= Work to complete =
Translate this sentence from the passage on hospital-acquired Covid into Spanish: "Scrutiny of the policy process on this issue is getting difficult because the governments (federal and state) are deliberately suppressing data or abandoning the collection of it."

= Passage shown =
════════
A definitive conclusion.

The message is clear: trying to ‘save’ outlays by compromising the quality and scope of public infrastructure and services ends up ‘costing’ more over time.

The bean counters celebrate in the short-run their cleverness in cutting ‘costs’ and are mute when the reality dawns that they are actually mindlessly stupid.

And in this particular context – where unnecessary Covid deaths are rising in the hospitals because they have become enclosed infection breeders – the stupidity is in my view criminal.

This ABC news report (May 6, 2024) – Hundreds of patients died after catching COVID in Victorian hospitals, new data shows – summarises the latest available data, which is becoming increasingly difficult to obtain.

Scrutiny of the policy process on this issue is getting difficult because the governments (federal and state) are deliberately suppressing data or abandoning the collection of it.

The Report notes that:

For months doctors and public health experts have been warning that too many patients are catching COVID in Australian hospitals with sometimes devastating consequences — though timely statistics are difficult to access because health departments do not publish them …

Alarmingly, the proportion of hospitalised COVID patients who caught the virus in public hospitals was much higher last year than in 2022 — up from 13 per cent to 20 per cent, on average — coinciding with a reduction in COVID screening and healthcare worker mask use across the state.

In 2023, for example, 2,322 patients contracted Covid from the hospital and more 9 per cent died.

The Report notes that in some cases, people have been admitted to hospital for routine procedures, then become infected with Covid, which, in turn, triggered neurological illness (Huntington’s Disease in the case cited).

N95 mask wearing among the staff was absent in the case cited.

The current research is pointing to the fact that:

The numbers indicate that there is a big problem here — these infections and deaths are potentially preventable

I cannot imagine why we would tolerate that – it is sort of back to the dark ages of ignorance and indifference.

The ABC Report offers some clues.

1. Senior hospital executives think Covid “is just a cold” – they are political appointments and do the work of the bean counters in government.
════════
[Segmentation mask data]

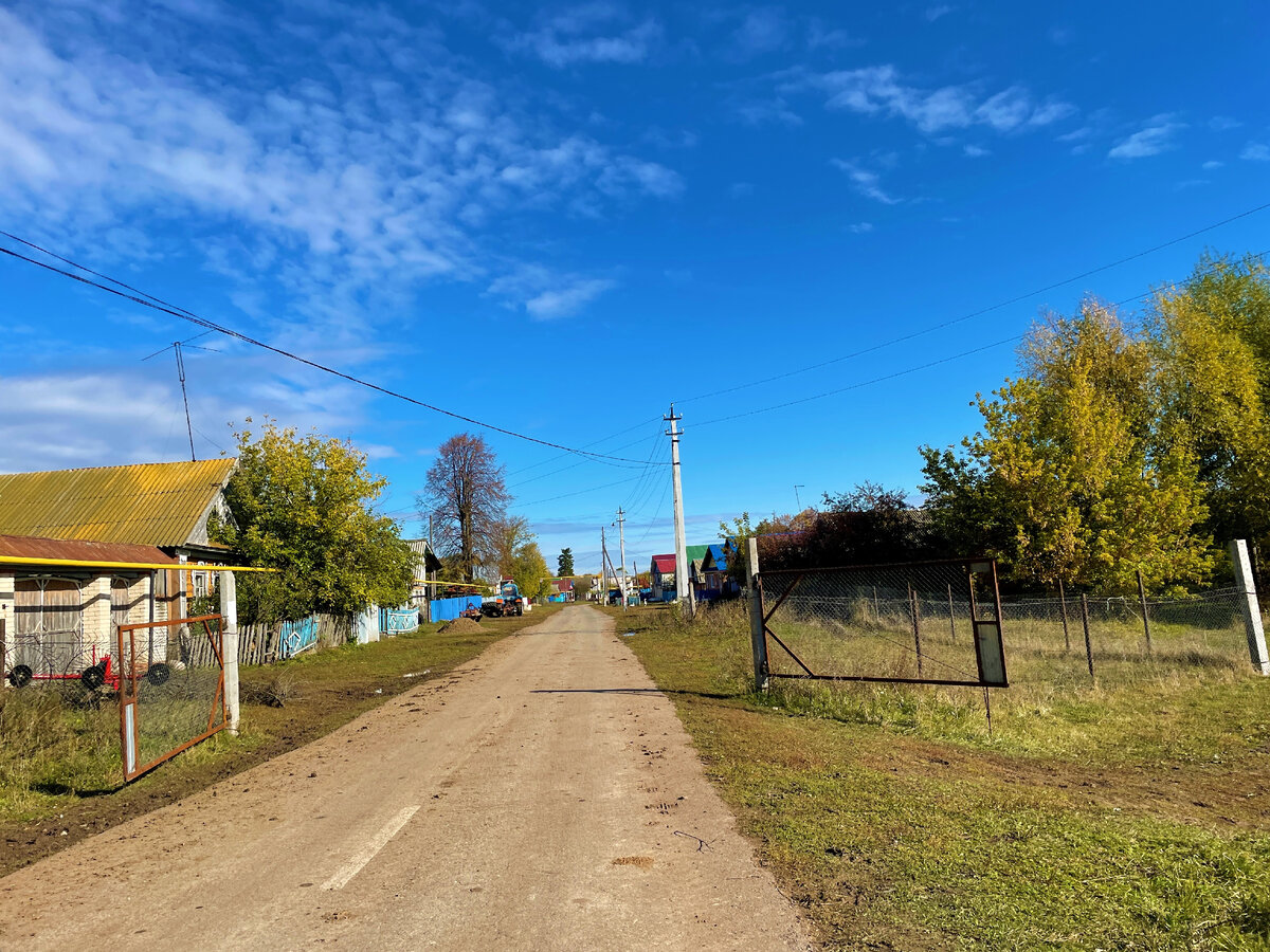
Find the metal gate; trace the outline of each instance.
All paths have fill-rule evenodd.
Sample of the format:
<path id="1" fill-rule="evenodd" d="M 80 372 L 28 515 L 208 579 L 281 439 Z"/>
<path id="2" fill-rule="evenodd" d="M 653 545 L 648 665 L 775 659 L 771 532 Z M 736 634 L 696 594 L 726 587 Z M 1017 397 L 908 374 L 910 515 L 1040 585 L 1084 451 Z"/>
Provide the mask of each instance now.
<path id="1" fill-rule="evenodd" d="M 118 627 L 124 782 L 225 726 L 221 627 L 218 614 Z"/>
<path id="2" fill-rule="evenodd" d="M 380 609 L 380 635 L 405 635 L 418 627 L 419 609 L 413 605 Z"/>
<path id="3" fill-rule="evenodd" d="M 1008 687 L 993 560 L 762 571 L 757 581 L 768 678 Z"/>

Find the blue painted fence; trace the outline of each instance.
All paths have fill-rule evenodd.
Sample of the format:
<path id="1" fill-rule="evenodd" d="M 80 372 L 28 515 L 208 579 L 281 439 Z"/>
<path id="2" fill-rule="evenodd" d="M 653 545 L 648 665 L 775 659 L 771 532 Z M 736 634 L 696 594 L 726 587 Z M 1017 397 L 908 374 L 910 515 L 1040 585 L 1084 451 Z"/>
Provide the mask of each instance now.
<path id="1" fill-rule="evenodd" d="M 480 608 L 480 595 L 457 595 L 455 598 L 432 599 L 432 621 L 448 622 L 458 617 L 469 605 Z"/>
<path id="2" fill-rule="evenodd" d="M 278 658 L 298 655 L 305 649 L 318 644 L 318 617 L 310 616 L 295 622 L 282 623 L 282 636 L 278 638 Z"/>

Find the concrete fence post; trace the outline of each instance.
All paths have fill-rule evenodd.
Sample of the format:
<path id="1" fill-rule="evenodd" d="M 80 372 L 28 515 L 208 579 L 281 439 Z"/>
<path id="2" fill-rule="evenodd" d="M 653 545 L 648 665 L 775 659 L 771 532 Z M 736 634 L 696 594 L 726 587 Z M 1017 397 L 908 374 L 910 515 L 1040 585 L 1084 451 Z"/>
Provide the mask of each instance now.
<path id="1" fill-rule="evenodd" d="M 767 633 L 763 630 L 763 592 L 758 579 L 758 539 L 745 551 L 745 594 L 749 598 L 749 642 L 754 652 L 754 691 L 767 691 Z"/>
<path id="2" fill-rule="evenodd" d="M 1248 636 L 1248 656 L 1252 666 L 1270 677 L 1270 656 L 1266 655 L 1266 633 L 1261 626 L 1261 605 L 1257 604 L 1257 586 L 1252 580 L 1252 561 L 1248 559 L 1247 539 L 1231 543 L 1231 564 L 1234 566 L 1234 588 L 1240 592 L 1240 611 L 1243 630 Z"/>
<path id="3" fill-rule="evenodd" d="M 225 658 L 225 711 L 230 734 L 237 734 L 237 589 L 234 572 L 220 572 L 221 590 L 221 655 Z"/>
════════
= Output of the task =
El escrutinio del proceso de formulación de políticas sobre este tema se está volviendo difícil porque los gobiernos (federal y estatales) están suprimiendo deliberadamente los datos o abandonando su recopilación.